[Opening INPUT FOR THIS TASK section]
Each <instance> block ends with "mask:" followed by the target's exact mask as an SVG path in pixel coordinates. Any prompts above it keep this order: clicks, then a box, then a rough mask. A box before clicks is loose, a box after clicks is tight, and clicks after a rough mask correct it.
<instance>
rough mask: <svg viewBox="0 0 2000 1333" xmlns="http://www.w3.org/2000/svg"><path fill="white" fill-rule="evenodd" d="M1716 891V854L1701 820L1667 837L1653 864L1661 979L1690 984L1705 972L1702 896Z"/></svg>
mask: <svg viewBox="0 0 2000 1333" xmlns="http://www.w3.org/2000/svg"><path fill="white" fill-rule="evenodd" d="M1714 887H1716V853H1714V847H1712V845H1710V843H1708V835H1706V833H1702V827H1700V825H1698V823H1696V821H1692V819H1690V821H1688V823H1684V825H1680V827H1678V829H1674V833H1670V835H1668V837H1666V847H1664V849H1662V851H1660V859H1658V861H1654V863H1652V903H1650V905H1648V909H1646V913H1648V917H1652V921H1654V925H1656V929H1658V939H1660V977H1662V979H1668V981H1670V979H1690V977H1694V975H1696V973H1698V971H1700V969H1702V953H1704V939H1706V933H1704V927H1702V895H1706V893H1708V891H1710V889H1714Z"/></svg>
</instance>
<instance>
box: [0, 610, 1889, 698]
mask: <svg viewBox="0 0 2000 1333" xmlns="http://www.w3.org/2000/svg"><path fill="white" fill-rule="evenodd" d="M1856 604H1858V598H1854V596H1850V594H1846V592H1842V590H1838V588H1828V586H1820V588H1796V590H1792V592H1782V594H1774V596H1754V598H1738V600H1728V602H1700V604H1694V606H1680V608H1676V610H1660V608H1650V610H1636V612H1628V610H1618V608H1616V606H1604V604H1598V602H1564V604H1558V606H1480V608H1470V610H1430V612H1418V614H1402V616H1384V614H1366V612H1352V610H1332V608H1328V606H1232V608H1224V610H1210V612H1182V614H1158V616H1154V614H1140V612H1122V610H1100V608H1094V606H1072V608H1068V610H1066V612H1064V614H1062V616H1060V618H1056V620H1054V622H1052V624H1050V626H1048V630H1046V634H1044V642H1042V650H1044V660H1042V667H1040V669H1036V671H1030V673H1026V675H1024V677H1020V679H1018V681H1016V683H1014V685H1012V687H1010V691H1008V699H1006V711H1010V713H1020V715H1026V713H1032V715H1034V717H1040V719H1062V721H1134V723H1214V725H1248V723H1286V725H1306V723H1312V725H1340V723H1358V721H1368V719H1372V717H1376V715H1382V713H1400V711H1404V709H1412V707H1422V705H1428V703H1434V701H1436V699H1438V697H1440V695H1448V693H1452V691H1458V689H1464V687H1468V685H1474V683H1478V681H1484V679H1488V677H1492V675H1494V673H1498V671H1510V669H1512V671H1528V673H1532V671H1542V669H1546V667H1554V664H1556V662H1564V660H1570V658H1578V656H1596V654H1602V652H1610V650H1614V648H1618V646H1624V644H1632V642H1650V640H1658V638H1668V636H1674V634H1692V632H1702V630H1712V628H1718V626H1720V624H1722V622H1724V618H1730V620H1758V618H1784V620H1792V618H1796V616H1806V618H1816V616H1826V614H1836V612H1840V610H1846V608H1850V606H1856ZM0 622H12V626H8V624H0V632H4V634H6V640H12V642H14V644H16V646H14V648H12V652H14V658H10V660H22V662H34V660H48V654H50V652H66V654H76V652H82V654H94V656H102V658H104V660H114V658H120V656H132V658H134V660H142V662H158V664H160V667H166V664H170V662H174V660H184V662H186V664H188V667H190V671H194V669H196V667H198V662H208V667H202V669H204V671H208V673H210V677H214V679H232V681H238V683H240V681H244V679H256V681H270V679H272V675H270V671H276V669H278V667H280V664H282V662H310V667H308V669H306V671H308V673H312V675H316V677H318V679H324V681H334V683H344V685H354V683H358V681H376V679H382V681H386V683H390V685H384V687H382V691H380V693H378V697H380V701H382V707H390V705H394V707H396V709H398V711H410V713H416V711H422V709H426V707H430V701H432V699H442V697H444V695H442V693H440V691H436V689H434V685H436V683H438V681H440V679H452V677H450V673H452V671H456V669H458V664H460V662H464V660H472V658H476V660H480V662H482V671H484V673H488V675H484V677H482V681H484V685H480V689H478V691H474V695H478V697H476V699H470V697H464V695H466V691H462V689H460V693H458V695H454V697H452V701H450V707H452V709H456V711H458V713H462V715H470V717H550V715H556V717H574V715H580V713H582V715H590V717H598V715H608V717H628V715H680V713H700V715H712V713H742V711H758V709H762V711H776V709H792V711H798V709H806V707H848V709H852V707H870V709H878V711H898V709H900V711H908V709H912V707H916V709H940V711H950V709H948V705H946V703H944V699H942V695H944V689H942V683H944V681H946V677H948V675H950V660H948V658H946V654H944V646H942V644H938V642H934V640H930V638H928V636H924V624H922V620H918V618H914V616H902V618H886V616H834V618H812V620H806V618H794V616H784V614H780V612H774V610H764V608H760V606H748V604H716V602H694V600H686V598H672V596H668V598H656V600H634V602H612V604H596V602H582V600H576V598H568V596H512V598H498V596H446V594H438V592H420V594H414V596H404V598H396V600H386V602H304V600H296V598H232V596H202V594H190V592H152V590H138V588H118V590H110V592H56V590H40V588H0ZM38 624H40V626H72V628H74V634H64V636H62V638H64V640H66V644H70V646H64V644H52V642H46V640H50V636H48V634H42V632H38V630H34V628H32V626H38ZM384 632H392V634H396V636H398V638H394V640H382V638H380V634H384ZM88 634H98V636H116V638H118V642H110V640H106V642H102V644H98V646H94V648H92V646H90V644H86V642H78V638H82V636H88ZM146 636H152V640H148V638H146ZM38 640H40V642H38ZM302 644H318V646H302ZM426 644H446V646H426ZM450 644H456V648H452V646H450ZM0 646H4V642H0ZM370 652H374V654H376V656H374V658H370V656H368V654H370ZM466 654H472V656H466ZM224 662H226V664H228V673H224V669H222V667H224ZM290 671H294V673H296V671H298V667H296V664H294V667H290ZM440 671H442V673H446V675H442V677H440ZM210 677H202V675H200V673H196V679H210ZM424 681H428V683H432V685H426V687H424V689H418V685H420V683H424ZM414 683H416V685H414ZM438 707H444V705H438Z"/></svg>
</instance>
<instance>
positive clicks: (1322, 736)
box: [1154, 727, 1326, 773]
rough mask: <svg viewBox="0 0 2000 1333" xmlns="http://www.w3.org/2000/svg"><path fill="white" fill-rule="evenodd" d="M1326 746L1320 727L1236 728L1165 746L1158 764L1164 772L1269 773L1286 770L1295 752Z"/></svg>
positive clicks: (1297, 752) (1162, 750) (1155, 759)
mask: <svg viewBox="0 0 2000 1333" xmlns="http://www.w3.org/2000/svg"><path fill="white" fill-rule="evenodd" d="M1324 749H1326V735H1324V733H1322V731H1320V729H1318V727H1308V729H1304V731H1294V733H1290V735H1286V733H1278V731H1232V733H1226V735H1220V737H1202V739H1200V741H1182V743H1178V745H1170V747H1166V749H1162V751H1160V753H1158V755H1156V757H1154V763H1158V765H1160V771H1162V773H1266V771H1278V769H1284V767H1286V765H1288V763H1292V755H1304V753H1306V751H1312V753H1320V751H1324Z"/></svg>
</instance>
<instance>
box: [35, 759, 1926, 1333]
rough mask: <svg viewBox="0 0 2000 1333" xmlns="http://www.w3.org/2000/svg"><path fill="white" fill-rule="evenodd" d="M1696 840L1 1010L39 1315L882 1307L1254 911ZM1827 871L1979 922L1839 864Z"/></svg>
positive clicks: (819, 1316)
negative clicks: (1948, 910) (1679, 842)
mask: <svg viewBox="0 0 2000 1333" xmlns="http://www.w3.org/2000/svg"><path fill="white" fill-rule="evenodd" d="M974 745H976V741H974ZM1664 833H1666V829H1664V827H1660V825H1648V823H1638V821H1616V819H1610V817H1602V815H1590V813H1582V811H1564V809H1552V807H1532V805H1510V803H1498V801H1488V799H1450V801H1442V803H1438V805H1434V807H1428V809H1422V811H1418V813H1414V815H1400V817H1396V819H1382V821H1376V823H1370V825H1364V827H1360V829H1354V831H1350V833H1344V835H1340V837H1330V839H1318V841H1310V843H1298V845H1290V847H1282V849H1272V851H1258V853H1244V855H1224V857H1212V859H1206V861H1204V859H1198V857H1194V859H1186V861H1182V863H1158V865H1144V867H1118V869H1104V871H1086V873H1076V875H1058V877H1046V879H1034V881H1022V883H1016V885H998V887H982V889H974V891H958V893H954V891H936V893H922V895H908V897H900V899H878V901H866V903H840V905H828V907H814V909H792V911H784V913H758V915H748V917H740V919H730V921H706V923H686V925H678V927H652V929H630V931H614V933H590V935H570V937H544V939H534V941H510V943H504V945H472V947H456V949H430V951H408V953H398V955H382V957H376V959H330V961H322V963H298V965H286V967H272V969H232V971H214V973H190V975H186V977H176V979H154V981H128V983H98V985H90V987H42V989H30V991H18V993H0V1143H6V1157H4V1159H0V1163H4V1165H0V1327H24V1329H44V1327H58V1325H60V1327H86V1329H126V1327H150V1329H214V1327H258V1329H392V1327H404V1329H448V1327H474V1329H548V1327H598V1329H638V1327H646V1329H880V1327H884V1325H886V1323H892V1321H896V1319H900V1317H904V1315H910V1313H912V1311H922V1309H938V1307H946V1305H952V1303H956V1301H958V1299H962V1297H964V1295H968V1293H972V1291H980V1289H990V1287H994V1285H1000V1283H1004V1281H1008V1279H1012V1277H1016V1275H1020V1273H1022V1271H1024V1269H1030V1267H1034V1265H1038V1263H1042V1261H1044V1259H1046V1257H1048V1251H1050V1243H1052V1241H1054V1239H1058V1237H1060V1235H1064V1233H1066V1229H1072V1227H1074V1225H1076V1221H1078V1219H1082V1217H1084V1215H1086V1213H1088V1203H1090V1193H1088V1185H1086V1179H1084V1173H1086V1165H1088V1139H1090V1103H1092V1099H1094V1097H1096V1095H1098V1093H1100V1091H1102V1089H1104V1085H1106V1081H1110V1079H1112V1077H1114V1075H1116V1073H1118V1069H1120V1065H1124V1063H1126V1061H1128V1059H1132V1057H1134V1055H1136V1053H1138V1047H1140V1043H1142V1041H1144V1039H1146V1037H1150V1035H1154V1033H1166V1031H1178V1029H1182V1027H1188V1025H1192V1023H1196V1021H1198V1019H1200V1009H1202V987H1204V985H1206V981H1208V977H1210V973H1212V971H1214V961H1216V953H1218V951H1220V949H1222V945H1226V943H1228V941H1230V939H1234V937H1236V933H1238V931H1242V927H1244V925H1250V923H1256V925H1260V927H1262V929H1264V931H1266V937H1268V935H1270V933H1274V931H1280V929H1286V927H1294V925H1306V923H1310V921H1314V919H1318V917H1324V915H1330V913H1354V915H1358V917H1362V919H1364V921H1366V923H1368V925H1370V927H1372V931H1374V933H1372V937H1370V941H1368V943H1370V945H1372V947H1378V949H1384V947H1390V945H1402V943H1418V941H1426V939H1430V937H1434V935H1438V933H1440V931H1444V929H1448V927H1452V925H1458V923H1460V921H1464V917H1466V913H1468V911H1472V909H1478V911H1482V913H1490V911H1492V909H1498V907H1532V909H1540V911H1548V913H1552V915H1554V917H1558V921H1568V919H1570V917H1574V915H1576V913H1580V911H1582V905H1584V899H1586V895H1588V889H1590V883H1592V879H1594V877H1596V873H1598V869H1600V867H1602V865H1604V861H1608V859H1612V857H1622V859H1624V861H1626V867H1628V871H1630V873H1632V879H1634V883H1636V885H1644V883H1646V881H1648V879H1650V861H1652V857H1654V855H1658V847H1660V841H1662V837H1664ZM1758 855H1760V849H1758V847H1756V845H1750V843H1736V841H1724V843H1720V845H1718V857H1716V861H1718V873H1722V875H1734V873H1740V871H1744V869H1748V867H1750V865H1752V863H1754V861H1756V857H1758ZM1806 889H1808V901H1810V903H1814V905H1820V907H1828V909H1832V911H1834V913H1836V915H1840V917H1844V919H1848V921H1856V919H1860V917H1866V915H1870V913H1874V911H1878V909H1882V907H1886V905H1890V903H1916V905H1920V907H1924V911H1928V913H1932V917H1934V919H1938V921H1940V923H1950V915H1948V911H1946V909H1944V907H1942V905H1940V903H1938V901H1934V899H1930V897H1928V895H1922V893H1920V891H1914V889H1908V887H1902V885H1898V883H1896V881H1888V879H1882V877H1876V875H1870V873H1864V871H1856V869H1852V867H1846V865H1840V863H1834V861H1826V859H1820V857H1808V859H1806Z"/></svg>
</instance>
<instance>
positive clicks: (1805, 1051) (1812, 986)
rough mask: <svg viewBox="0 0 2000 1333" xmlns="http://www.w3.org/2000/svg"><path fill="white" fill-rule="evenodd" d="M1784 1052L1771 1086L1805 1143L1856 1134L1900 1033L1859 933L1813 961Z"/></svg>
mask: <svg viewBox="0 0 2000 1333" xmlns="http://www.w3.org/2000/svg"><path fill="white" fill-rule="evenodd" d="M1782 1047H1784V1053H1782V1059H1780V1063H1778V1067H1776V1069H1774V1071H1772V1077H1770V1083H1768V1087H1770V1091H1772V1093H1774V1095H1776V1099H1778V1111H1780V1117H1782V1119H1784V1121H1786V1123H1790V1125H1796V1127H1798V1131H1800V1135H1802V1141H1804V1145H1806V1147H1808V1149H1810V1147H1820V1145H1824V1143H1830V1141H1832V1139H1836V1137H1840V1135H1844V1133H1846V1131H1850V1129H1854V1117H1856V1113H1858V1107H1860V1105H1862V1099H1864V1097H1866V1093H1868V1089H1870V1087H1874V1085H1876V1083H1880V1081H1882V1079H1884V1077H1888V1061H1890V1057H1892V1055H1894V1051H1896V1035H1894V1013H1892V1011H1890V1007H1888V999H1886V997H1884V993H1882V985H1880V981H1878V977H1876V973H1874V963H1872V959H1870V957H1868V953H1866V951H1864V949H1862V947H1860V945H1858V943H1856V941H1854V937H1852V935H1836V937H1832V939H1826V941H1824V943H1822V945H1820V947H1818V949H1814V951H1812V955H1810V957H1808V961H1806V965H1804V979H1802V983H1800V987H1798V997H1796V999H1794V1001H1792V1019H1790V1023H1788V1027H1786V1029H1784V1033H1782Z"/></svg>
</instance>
[Closing INPUT FOR THIS TASK section]
Rewrite the lines from the one containing "746L1320 727L1236 728L1165" through the one containing "positive clicks: (819, 1316)", substituting "draft mask" for "rough mask" and leaving everything else unchanged.

draft mask: <svg viewBox="0 0 2000 1333" xmlns="http://www.w3.org/2000/svg"><path fill="white" fill-rule="evenodd" d="M1326 746L1320 727L1236 728L1165 746L1158 764L1164 772L1269 773L1286 770L1295 752Z"/></svg>
positive clicks: (1297, 752) (1162, 750) (1155, 759)
mask: <svg viewBox="0 0 2000 1333" xmlns="http://www.w3.org/2000/svg"><path fill="white" fill-rule="evenodd" d="M1324 749H1326V735H1324V733H1322V731H1320V729H1318V727H1308V729H1304V731H1294V733H1290V735H1286V733H1278V731H1232V733H1226V735H1220V737H1202V739H1200V741H1182V743H1178V745H1170V747H1166V749H1162V751H1160V753H1158V755H1156V757H1154V763H1158V765H1160V771H1162V773H1266V771H1278V769H1284V767H1286V765H1288V763H1292V755H1304V753H1306V751H1312V753H1320V751H1324Z"/></svg>
</instance>
<instance>
box: [35, 759, 1926, 1333]
draft mask: <svg viewBox="0 0 2000 1333" xmlns="http://www.w3.org/2000/svg"><path fill="white" fill-rule="evenodd" d="M1696 840L1 1010L39 1315L882 1307L1254 911ZM1827 871L1979 922L1839 864Z"/></svg>
positive clicks: (819, 1316)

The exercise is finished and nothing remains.